━━━━━ EXCERPTED TEXT ━━━━━

- See: Archdiocese of Hartford
- Appointed: December 28, 1968
- Term ended: August 2, 1991
- Predecessor: Henry Joseph O'Brien
- Successor: Daniel Anthony Cronin
- Other posts: Auxiliary Bishop of Cleveland (1961–1966) Bishop of Erie (1966–1968)

Orders
- Ordination: May 26, 1945
- Consecration: July 6, 1961 by Egidio Vagnozzi

Personal details
- Born: January 15, 1921 Barberton, Ohio, US
- Died: August 2, 1991 (aged 70) Hartford, Connecticut, US
- Denomination: Roman Catholic Church
- Education: University of Ottawa Pontifical Biblical Institute

= John Francis Whealon =

American prelate

John Francis Whealon (January 15, 1921 - August 2, 1991) was an American prelate of the Roman Catholic Church. He served as archbishop of the Archdiocese of Hartford in Connecticut from 1968 to 1991.

Whealon previously served as an auxiliary bishop of the Diocese of Cleveland in Ohio from 1961 to 1966 and as bishop of the Diocese of Erie in Pennsylvania from 1966 to 1968.

==Biography==

=== Early life ===
John Whealon was born in Barberton, Ohio, to John Joseph and Mary Christina (née Zanders) Whealon. He received his early education at St. Augustine School in Barberton from 1927 to 1934, and attended St. Charles College in Catonsville, Maryland, from 1934 to 1940. Returning to Ohio, Whealon studied theology at St. Mary's Seminary in Cleveland from 1940 to 1945.

=== Priesthood ===
Whealon was ordained to the priesthood on May 26, 1945. He briefly served as a curate at St. Peter Parish in Akron, Ohio, then entered the University of Ottawa, where he earned a Doctor of Sacred Theology degree.

━━━━━

> [OBJECTIVE A] Return every line of the rows that contains the string "query", treating uppercase and lowercase letters as different.
The rows have no connection to the biography of John Francis Whealon.

━━━━━ INFORMATION SHOWN ━━━━━

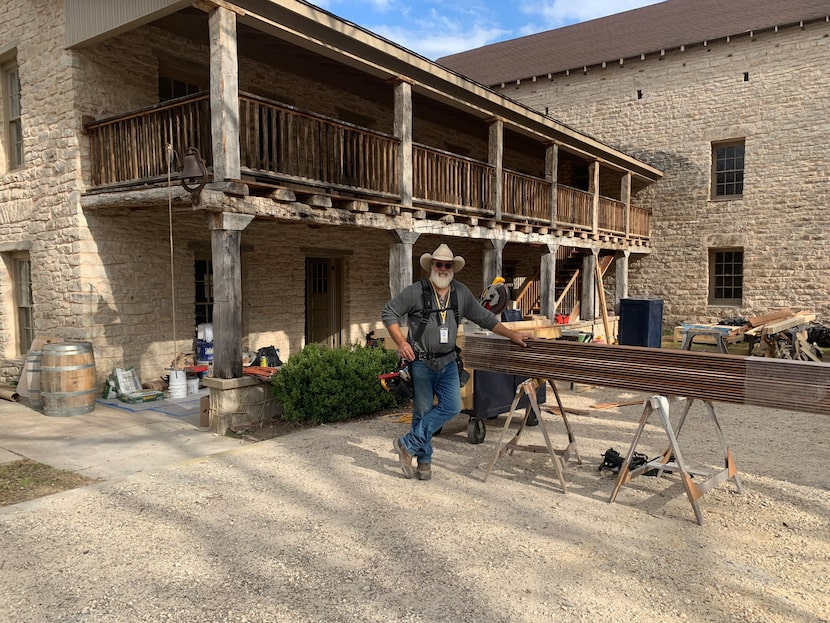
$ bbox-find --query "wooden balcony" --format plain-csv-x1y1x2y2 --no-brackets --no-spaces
85,93,650,241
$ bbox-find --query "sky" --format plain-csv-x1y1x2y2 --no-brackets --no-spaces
310,0,668,60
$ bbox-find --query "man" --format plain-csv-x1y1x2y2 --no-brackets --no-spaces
381,244,529,480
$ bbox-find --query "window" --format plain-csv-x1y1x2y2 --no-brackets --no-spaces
159,76,202,102
3,62,23,170
709,249,744,305
196,258,213,325
12,253,35,355
712,140,744,199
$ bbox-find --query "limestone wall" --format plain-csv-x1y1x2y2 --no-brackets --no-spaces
0,0,556,390
504,22,830,327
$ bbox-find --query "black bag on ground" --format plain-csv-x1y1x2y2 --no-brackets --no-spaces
253,346,282,368
597,448,648,474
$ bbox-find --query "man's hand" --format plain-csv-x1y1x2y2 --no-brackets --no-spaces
398,340,415,361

━━━━━

> [OBJECTIVE B] Reproduce the biography of John Francis Whealon in full, word for word.

> [EXERCISE RESPONSE A]
$ bbox-find --query "wooden balcony" --format plain-csv-x1y1x2y2 --no-brackets --no-spaces
$ bbox-find --query "sky" --format plain-csv-x1y1x2y2 --no-brackets --no-spaces
$ bbox-find --query "man" --format plain-csv-x1y1x2y2 --no-brackets --no-spaces
$ bbox-find --query "window" --format plain-csv-x1y1x2y2 --no-brackets --no-spaces
$ bbox-find --query "limestone wall" --format plain-csv-x1y1x2y2 --no-brackets --no-spaces
$ bbox-find --query "black bag on ground" --format plain-csv-x1y1x2y2 --no-brackets --no-spaces
$ bbox-find --query "man's hand" --format plain-csv-x1y1x2y2 --no-brackets --no-spaces

> [EXERCISE RESPONSE B]
- See: Archdiocese of Hartford
- Appointed: December 28, 1968
- Term ended: August 2, 1991
- Predecessor: Henry Joseph O'Brien
- Successor: Daniel Anthony Cronin
- Other posts: Auxiliary Bishop of Cleveland (1961–1966) Bishop of Erie (1966–1968)

Orders
- Ordination: May 26, 1945
- Consecration: July 6, 1961 by Egidio Vagnozzi

Personal details
- Born: January 15, 1921 Barberton, Ohio, US
- Died: August 2, 1991 (aged 70) Hartford, Connecticut, US
- Denomination: Roman Catholic Church
- Education: University of Ottawa Pontifical Biblical Institute

= John Francis Whealon =

American prelate

John Francis Whealon (January 15, 1921 - August 2, 1991) was an American prelate of the Roman Catholic Church. He served as archbishop of the Archdiocese of Hartford in Connecticut from 1968 to 1991.

Whealon previously served as an auxiliary bishop of the Diocese of Cleveland in Ohio from 1961 to 1966 and as bishop of the Diocese of Erie in Pennsylvania from 1966 to 1968.

==Biography==

=== Early life ===
John Whealon was born in Barberton, Ohio, to John Joseph and Mary Christina (née Zanders) Whealon. He received his early education at St. Augustine School in Barberton from 1927 to 1934, and attended St. Charles College in Catonsville, Maryland, from 1934 to 1940. Returning to Ohio, Whealon studied theology at St. Mary's Seminary in Cleveland from 1940 to 1945.

=== Priesthood ===
Whealon was ordained to the priesthood on May 26, 1945. He briefly served as a curate at St. Peter Parish in Akron, Ohio, then entered the University of Ottawa, where he earned a Doctor of Sacred Theology degree.